課題 A
下の本文抜粋をもとに、次の問いに答えなさい。
(i) 佐藤優さんは現在どの大学院の何年生か。
(ii) 短歌を詠んだ切明千枝子さんは何歳か。
(iii) 歌集は何月何日の出版を目指しているか。

本文抜粋

┏━━

被爆者の歌集を作成 一橋大大学院の佐藤さん「形に残して後世につなげたい」 | ヒロシマ平和公園の四季 第2部

ヒロシマ平和公園の四季 第2部

原爆投下により広島の街は「ヒロシマ」に変容しました。その悲劇から70年あまり平和な町に復興しました。しかし、平和公園には「ヒロシマのこころ」が息ずいています。四季の移ろいとともに語り継ぎます。

 

広島市立大出身で一橋大大学院1年の佐藤優さん(22)=東京都八王子市=が、戦争や平和をテーマに被爆者の切明千枝子さん(94)=広島市安佐南区=が詠んだ短歌の歌集を作っている。8月6日の出版へ、「形に残して後世につなげたい」と編集作業に力を注ぐ。

┗━━

保存済みのデータセット項目:

┏━━

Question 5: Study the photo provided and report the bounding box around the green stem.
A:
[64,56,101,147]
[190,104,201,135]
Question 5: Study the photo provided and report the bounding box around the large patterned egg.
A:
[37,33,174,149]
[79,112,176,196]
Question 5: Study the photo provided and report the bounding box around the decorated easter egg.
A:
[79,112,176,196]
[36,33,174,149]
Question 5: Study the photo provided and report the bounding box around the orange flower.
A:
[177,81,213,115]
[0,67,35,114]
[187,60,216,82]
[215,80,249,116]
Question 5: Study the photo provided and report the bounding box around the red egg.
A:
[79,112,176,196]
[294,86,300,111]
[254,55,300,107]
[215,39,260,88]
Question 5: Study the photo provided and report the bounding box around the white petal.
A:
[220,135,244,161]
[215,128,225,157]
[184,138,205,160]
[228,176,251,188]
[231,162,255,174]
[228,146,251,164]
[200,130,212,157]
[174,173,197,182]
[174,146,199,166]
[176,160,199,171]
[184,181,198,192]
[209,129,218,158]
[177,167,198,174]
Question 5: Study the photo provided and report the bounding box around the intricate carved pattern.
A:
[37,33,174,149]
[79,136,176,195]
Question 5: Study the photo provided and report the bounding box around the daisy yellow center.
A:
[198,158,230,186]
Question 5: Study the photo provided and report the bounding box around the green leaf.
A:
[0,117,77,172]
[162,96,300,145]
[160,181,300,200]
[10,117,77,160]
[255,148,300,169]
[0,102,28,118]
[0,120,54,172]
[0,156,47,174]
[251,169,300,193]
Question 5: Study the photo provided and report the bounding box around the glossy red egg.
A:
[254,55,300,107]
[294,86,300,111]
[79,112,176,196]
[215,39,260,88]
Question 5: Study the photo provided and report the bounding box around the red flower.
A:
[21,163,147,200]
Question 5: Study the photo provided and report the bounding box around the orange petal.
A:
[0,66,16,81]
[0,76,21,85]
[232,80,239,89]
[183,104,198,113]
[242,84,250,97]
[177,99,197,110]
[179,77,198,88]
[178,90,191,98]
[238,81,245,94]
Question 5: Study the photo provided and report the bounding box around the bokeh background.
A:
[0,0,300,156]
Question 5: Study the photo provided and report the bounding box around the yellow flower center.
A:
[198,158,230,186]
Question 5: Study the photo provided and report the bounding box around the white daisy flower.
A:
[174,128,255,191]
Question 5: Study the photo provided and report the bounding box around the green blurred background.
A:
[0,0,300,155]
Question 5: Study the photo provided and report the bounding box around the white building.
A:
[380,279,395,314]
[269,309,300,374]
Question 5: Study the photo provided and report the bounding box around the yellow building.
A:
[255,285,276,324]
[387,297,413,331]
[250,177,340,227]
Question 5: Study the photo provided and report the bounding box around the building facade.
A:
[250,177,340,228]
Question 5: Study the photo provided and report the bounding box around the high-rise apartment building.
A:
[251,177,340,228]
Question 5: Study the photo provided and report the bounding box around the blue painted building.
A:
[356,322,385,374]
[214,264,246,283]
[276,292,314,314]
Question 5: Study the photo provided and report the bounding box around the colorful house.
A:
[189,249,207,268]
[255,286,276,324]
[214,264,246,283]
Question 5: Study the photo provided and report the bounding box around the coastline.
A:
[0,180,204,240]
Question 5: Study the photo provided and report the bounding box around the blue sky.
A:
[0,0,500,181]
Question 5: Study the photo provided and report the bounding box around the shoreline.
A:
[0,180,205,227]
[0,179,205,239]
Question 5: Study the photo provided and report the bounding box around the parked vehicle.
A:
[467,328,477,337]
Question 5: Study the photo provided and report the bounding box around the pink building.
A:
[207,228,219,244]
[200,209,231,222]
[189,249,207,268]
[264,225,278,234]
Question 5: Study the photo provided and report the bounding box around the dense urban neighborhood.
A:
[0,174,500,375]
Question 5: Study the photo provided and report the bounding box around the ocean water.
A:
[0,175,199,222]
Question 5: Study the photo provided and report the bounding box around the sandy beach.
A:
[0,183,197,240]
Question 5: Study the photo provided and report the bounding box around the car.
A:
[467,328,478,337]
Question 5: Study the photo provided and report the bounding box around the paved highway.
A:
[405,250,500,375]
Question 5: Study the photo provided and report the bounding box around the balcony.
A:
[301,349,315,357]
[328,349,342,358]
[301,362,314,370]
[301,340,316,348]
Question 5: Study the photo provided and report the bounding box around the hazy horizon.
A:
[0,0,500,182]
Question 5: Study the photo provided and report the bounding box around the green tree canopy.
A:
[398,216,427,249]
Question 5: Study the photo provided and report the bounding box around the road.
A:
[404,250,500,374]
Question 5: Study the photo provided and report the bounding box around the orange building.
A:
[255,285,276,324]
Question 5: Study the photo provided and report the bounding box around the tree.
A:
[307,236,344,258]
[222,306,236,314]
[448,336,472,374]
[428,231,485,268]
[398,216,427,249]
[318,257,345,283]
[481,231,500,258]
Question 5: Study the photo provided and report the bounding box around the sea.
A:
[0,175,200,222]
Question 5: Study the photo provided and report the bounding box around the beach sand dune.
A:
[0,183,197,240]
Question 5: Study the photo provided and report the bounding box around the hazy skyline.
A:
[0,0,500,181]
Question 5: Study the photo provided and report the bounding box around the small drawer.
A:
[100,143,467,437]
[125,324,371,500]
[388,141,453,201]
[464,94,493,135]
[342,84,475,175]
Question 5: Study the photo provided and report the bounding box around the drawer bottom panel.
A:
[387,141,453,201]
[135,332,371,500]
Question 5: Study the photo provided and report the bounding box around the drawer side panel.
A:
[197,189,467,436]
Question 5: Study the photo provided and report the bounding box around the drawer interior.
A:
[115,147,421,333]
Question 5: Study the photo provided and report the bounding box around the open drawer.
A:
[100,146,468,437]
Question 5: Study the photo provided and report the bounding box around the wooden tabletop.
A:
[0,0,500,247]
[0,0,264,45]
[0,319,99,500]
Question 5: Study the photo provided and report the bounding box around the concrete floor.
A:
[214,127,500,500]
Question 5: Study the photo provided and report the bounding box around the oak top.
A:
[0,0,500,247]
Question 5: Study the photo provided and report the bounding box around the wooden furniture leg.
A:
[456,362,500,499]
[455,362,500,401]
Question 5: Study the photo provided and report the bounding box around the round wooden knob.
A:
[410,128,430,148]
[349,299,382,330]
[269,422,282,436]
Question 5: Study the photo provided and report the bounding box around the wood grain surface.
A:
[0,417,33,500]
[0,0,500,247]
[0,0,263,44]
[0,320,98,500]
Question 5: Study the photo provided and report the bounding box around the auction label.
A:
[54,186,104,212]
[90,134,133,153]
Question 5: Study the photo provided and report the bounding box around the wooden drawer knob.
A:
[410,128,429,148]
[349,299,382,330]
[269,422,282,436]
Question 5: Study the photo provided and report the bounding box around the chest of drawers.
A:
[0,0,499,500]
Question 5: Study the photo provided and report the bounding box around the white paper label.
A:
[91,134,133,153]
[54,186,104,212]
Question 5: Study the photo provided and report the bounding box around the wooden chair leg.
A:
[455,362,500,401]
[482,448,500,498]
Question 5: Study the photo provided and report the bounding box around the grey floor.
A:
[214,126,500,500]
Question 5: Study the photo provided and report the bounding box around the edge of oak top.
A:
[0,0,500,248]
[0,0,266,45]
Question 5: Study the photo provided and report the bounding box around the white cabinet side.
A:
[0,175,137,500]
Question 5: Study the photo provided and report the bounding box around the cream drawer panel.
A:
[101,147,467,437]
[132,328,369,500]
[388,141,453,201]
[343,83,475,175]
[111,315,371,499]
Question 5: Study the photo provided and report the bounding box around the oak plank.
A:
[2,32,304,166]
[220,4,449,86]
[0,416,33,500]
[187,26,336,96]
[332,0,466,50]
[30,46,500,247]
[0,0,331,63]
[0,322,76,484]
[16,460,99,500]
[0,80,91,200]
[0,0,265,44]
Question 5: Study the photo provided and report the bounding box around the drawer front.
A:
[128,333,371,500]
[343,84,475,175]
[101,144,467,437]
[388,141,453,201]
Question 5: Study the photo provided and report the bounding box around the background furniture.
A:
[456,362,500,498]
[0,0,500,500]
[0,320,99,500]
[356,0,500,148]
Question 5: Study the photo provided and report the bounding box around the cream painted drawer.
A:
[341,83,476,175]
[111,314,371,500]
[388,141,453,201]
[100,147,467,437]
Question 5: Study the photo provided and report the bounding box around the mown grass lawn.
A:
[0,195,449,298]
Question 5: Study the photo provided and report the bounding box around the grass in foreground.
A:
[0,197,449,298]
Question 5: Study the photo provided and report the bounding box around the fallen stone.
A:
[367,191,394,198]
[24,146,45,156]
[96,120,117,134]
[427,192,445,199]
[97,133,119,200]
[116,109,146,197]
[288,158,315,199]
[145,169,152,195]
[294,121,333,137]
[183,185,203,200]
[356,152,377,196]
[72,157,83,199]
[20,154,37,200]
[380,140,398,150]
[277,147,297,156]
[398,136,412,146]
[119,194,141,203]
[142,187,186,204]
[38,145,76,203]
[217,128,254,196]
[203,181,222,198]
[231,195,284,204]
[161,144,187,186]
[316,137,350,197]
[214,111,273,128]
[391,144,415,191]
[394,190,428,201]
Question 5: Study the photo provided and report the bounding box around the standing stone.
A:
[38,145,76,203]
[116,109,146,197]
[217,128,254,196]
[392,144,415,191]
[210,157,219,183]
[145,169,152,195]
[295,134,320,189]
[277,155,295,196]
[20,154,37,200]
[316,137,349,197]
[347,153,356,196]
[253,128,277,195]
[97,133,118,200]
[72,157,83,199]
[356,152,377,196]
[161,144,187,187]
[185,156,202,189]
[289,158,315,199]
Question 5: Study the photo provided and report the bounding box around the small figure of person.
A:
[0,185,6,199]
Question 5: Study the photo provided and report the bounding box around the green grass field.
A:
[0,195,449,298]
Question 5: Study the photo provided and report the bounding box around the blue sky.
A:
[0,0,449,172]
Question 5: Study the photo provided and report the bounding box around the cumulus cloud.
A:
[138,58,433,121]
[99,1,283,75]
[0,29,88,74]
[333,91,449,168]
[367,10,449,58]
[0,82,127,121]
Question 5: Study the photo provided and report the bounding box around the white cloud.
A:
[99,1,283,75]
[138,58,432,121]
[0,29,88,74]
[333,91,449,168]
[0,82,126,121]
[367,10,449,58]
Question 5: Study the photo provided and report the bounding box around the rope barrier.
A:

┗━━

課題 B
「white cabinet side.」を含む行から始まり「[111,315,371,499]」を含む行で終わるレコードだけを、列名を「入力」と「出力」とする2列のCSVに書き換えなさい。レコード1件につき1行とし、英文と回答をそれぞれ1つの引用符付きフィールドに収め、改行は空白に置き換えること。

解答例 A
(i) 一橋大大学院の1年生
(ii) 94歳
(iii) 8月6日

解答例 B
入力,出力
"Question 5: Study the photo provided and report the bounding box around the white cabinet side. A:","[0,175,137,500]"
"Question 5: Study the photo provided and report the bounding box around the cream drawer panel. A:","[101,147,467,437] [132,328,369,500] [388,141,453,201] [343,83,475,175] [111,315,371,499]"